(Exercise text)

2019 Fall Voice Conference
October 17-19, 2019
Dallas/Plano Marriott at Legacy Town Center

Keynote Speakers

Gayle E. Woodson, MD

Dr. Gayle Woodson, is Professor Emerita and former Chair of Otolaryngology at Southern Illinois University. She is a graduate of Rice University and Baylor College of Medicine. After two years of General Surgery Training at John's Hopkins Hospital, she completed an Otolaryngology Residency at Baylor and a fellowship in Laryngology at the Royal National Throat, Nose, and Ear Hospital in London, England.

Dr. Woodson began her Otolaryngology career as an Assistant Professor at Baylor. She was an Associate Professor at UC San Diego, and was also Professor at UT Memphis and the University of Florida, before moving to Illinois in 2003. She retired from SIU in 2014. She and her husband currently divide their time between Florida, Newfoundland, and Tanzania, where they teach at Kilimanjaro Christian Medical Center.

Dr. Woodson's research focused on respiratory muscle physiology, laryngeal nerve injury and repair, and vocal fold scar. She has given invited lectures, in 21 countries on every continent except Antarctica. She has been very active in global medical outreach through volunteering and teaching in Africa, Central America, and the Middle East. Since retirement, she has published several short stories and written a novel, AFTER KILIMANJARO, with a pub date of October 8, 2019.

(End Exercise text)
(Data for review)

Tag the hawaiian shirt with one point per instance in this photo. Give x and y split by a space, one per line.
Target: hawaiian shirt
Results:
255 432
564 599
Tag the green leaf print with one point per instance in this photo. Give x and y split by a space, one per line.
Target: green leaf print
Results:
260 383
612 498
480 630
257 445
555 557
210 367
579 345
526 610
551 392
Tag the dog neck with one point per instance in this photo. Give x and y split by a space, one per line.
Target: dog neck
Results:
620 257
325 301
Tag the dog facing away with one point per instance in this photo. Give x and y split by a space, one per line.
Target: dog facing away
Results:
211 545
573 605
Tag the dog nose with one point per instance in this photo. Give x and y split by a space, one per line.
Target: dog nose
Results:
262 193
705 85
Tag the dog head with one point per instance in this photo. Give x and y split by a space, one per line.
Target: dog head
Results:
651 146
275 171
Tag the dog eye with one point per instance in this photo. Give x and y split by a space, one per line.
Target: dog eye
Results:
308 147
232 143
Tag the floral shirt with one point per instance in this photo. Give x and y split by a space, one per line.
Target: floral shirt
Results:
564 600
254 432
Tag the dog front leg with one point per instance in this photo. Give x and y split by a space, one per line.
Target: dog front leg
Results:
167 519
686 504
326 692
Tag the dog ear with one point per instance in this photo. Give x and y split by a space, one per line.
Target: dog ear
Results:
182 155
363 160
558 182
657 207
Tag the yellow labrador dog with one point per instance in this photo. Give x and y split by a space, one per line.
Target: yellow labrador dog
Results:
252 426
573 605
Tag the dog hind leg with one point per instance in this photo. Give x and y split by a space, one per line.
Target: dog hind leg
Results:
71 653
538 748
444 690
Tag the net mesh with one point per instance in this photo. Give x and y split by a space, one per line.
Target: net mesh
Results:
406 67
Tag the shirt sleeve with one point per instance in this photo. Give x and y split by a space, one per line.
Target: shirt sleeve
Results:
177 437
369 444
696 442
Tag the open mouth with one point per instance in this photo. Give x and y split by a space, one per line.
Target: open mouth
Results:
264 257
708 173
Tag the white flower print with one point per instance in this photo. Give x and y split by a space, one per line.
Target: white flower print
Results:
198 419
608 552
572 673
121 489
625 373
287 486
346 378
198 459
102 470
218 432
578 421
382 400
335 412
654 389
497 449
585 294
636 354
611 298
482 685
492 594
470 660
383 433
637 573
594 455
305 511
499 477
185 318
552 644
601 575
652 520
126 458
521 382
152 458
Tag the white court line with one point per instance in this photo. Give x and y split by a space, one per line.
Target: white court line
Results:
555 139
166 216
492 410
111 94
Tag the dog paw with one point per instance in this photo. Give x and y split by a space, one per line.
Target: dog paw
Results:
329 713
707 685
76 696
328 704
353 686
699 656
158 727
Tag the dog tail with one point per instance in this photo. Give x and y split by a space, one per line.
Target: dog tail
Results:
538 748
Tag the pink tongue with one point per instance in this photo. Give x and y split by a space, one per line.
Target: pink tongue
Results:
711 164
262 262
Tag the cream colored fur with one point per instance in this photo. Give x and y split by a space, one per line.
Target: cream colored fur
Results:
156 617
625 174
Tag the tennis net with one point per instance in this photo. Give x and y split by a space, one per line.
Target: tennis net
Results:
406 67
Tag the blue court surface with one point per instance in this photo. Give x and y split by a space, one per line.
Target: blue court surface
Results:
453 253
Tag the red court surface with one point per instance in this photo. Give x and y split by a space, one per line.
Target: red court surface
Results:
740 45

(End Data for review)

→ Your assignment: Please copy out the entire Fall Voice Conference text above word for word, with no changes.

→ Exercise response:
2019 Fall Voice Conference
October 17-19, 2019
Dallas/Plano Marriott at Legacy Town Center

Keynote Speakers

Gayle E. Woodson, MD

Dr. Gayle Woodson, is Professor Emerita and former Chair of Otolaryngology at Southern Illinois University. She is a graduate of Rice University and Baylor College of Medicine. After two years of General Surgery Training at John's Hopkins Hospital, she completed an Otolaryngology Residency at Baylor and a fellowship in Laryngology at the Royal National Throat, Nose, and Ear Hospital in London, England.

Dr. Woodson began her Otolaryngology career as an Assistant Professor at Baylor. She was an Associate Professor at UC San Diego, and was also Professor at UT Memphis and the University of Florida, before moving to Illinois in 2003. She retired from SIU in 2014. She and her husband currently divide their time between Florida, Newfoundland, and Tanzania, where they teach at Kilimanjaro Christian Medical Center.

Dr. Woodson's research focused on respiratory muscle physiology, laryngeal nerve injury and repair, and vocal fold scar. She has given invited lectures, in 21 countries on every continent except Antarctica. She has been very active in global medical outreach through volunteering and teaching in Africa, Central America, and the Middle East. Since retirement, she has published several short stories and written a novel, AFTER KILIMANJARO, with a pub date of October 8, 2019.